Si chiama “Sollievo della Sofferenza“: un nome profetico, visto che ricorda la struttura sanitaria voluta e inaugurata da San Pio nel 1956. In America Centrale e Latina, la parola sofferenza ha anche un'eco sociale: l'intero Subcontinente è da tempo scosso da profondi flussi migratori, che si radicano in Honduras fino al confine con gli Stati Uniti. È per questo motivo che il sacerdote italiano Ferdinando Castriotti, in Honduras da sette anni, ha contribuito a sviluppare diversi progetti sociali per aiutare gli honduregni a non partire.

Giovani sofferenti

I viaggi che molti intraprendono verso il confine statunitense sono veri e propri esodi, dai risvolti spesso drammatici. Ad aggravare l'analisi è la constatazione che l'Honduras è, difatti, un Paese relativamente giovane. Secondo i dati riportati dall'emittente tedesca Deutsche Welle, circa il 43% degli honduregni ha meno di 19 anni. Nel mirino della crisi economica, dunque, ci sono proprio le nuove generazioni, costrette ad affacciarsi su un mondo del lavoro caratterizzato da manodopera a basso costo e paghe risibili nel settore dell'agricoltura, industria e manifattura. E mentre fioccano le accuse dell'Organizzazione internazionale degli Stati Americani sul riciclaggio di denaro da parte di personalità legate all'entourage dell'ex presidente Porfirio Lobo Sosa, il divario sociale amplia progressivamente i suoi margini: molti settori che trainano l'economia honduregna sono controllati da compagnie dirette da un ristretto gruppo d'élite e l'agricoltura, dove è impiegata gran parte della manodopera locale, non regge la competitività dei prodotti provenienti dagli Stati Uniti che – grazie a precedenti accordi commerciali – sono importati senza dazi.

◆ VOCI ESTRATTE ◆

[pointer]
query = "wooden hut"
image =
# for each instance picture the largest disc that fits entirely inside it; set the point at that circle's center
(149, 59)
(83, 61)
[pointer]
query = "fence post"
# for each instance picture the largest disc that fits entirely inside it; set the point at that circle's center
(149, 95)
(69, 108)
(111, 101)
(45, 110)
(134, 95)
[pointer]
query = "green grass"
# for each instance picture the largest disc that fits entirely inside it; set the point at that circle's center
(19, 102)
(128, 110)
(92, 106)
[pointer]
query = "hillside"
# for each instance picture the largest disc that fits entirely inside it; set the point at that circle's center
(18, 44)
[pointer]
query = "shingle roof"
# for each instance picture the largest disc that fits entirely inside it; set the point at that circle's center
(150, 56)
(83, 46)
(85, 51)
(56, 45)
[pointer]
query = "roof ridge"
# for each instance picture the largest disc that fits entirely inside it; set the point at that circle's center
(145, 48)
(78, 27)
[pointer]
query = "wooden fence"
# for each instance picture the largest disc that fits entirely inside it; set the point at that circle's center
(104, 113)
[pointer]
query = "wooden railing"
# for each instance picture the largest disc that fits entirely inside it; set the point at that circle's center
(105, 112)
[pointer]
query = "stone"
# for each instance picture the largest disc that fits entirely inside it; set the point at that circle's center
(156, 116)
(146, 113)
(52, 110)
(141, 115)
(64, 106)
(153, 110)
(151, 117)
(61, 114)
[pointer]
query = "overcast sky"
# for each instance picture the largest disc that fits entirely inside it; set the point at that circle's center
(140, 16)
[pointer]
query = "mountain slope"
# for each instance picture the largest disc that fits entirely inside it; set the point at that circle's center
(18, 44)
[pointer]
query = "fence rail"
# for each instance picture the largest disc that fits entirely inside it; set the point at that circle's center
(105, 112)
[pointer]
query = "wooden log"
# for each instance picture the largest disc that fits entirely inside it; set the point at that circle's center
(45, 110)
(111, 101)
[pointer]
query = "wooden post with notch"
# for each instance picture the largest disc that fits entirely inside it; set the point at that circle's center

◆ COMPLETA QUANTO SEGUE ◆
A) Elenca i settori che il testo fornito associa a manodopera a basso costo e paghe risibili.
B) Secondo i dati di Deutsche Welle citati nel testo fornito, quale quota degli honduregni ha meno di 19 anni?
Le voci sono materiale a sé, distinto dal testo fornito.

◆ RISULTATI ◆
A) Agricoltura, industria e manifattura.

B) Circa il 43%.